__Instructions to follow__
The lines to be set down run from the line containing "Question 4: What bounding box encloses the metal trash" through the final line of the data below; print them exactly and print nothing else.

__Dataset__
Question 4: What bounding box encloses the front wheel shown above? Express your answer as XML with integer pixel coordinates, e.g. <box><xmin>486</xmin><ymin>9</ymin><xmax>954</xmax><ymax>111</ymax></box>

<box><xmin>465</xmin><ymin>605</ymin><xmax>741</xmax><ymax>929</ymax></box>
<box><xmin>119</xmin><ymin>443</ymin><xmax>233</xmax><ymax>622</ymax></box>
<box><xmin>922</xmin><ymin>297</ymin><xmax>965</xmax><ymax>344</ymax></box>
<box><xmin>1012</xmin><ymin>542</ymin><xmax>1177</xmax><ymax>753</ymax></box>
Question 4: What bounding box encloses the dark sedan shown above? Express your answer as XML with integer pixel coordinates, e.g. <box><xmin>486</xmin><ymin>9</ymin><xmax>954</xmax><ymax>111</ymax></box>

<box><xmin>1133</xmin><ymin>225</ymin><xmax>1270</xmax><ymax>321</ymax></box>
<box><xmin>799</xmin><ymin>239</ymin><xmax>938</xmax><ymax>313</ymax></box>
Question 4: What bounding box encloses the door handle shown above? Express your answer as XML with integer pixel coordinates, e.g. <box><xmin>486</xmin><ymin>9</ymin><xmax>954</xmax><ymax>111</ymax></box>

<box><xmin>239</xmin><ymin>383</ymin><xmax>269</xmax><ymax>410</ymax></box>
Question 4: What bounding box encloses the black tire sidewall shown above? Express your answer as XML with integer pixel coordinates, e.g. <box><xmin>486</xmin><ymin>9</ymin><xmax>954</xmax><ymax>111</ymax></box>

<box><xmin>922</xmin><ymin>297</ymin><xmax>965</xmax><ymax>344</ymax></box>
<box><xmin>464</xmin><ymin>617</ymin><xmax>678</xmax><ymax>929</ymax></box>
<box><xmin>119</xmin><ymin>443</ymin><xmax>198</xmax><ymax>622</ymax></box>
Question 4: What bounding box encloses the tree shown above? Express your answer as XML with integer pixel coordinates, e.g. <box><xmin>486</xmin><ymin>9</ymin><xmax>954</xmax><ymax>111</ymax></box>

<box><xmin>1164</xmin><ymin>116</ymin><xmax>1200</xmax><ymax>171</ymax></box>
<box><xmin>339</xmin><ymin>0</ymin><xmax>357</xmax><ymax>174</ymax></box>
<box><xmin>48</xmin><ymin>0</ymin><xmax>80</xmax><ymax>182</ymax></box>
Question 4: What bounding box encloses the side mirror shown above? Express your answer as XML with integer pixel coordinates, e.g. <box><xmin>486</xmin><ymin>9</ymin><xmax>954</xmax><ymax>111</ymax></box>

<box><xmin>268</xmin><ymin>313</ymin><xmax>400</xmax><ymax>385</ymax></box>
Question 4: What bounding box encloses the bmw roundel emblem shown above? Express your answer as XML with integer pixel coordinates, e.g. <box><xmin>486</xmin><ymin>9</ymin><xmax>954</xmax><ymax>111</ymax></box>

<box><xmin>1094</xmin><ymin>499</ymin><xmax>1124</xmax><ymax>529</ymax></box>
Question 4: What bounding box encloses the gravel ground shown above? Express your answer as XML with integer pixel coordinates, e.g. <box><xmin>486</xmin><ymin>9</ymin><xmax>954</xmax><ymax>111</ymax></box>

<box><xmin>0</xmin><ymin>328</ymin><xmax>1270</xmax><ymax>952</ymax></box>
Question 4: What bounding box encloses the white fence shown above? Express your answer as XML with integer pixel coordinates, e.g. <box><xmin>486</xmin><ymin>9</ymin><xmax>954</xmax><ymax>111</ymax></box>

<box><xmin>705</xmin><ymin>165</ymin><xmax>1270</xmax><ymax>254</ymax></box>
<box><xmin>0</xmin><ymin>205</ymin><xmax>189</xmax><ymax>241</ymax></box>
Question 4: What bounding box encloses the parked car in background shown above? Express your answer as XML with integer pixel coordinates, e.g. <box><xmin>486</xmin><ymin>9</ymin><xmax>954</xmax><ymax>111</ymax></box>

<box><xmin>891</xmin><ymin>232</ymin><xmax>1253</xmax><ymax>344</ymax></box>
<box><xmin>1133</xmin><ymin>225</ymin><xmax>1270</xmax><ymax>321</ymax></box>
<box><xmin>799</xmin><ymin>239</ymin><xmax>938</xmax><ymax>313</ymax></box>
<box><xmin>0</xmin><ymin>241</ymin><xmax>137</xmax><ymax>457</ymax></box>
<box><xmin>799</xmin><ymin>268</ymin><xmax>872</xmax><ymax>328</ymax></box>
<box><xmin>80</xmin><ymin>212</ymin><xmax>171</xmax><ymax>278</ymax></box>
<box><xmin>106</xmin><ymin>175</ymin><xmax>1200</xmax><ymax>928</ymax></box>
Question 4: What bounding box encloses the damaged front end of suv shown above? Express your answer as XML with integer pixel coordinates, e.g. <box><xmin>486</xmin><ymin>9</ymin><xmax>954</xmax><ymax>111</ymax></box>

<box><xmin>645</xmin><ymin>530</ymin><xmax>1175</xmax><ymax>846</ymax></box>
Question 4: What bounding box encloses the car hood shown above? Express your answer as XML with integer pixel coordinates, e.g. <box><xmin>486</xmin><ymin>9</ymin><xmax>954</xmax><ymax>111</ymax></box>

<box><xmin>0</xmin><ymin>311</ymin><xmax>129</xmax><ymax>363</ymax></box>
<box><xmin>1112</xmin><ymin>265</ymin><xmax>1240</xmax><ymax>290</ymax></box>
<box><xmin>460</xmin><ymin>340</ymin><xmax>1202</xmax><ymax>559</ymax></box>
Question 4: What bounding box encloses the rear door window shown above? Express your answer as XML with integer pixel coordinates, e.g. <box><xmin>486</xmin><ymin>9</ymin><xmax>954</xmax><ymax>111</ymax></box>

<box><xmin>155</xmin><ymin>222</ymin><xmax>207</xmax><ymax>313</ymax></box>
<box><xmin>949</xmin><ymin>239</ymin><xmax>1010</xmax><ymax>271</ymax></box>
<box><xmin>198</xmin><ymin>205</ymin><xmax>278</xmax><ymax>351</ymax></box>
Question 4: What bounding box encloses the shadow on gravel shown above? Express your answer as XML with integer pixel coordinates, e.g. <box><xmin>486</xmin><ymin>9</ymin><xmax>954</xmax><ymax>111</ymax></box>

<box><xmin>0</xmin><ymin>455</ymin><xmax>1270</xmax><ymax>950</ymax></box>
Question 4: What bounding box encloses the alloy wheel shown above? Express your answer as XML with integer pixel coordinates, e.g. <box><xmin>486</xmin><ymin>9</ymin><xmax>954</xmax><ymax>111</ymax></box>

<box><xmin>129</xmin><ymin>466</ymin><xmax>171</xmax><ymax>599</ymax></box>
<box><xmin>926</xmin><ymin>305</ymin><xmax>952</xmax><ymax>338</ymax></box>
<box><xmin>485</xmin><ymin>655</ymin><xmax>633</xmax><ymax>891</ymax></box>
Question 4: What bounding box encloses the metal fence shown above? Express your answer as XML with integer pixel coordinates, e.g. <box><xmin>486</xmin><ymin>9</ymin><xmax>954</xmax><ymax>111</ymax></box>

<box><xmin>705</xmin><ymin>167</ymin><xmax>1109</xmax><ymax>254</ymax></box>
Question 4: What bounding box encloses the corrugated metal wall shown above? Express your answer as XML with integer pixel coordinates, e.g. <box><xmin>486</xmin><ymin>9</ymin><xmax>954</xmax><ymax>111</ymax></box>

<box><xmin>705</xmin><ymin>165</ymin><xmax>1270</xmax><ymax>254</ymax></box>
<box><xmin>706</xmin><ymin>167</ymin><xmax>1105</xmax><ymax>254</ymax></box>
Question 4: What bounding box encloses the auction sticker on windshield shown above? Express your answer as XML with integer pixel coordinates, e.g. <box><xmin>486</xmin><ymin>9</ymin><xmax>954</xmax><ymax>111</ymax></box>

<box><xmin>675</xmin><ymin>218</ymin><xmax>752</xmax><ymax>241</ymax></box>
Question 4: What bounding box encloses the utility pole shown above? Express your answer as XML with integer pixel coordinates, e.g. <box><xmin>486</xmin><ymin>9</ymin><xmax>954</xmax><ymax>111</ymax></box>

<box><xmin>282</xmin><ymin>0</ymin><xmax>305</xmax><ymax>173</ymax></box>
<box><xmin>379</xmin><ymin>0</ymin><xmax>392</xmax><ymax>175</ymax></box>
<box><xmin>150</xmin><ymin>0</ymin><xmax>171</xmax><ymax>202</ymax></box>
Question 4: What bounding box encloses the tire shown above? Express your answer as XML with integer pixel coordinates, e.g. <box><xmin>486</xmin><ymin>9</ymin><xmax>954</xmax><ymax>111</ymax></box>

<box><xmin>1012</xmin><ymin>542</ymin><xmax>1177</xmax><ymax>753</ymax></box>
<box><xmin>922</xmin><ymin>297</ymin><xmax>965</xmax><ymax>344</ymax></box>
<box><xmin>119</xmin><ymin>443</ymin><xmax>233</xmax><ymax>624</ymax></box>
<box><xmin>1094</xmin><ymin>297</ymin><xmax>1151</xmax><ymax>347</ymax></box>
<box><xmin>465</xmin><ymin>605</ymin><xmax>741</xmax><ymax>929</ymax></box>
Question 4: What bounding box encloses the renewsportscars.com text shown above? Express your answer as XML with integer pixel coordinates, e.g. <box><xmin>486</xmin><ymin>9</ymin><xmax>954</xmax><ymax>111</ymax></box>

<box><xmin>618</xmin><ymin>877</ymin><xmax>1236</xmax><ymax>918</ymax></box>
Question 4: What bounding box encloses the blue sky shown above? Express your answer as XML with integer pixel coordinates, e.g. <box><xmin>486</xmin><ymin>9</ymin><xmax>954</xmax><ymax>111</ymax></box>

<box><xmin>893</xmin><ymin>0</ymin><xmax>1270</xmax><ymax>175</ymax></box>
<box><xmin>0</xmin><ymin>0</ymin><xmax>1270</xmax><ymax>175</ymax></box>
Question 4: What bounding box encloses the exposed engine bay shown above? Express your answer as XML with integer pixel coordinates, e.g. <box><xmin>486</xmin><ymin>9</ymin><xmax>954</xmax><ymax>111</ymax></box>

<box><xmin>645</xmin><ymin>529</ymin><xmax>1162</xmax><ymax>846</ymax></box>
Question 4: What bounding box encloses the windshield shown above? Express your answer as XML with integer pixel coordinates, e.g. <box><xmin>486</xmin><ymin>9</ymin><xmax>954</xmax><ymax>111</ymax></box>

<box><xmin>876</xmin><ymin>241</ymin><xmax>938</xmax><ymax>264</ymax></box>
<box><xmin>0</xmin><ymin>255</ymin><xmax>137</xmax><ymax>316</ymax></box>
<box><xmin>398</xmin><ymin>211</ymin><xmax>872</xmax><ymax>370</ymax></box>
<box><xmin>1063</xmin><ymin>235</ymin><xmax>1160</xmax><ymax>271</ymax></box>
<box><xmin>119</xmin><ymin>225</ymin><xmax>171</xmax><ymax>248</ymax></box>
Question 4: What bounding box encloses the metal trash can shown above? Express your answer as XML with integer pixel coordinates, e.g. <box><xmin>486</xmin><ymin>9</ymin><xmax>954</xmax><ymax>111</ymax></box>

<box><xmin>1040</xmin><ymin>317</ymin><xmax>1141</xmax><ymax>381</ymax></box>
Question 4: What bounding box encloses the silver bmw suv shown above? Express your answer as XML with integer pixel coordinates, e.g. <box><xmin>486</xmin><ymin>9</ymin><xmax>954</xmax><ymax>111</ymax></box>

__Expected answer__
Question 4: What bounding box encloses the metal trash can shown above? Express your answer as XML with integer pixel coordinates, e.g. <box><xmin>486</xmin><ymin>9</ymin><xmax>954</xmax><ymax>111</ymax></box>

<box><xmin>1040</xmin><ymin>317</ymin><xmax>1141</xmax><ymax>381</ymax></box>
Question 4: What bounding box encloses the silver bmw suv shown above? Express your answer as XML with integer pixel coordinates, e.g. <box><xmin>486</xmin><ymin>9</ymin><xmax>954</xmax><ymax>111</ymax></box>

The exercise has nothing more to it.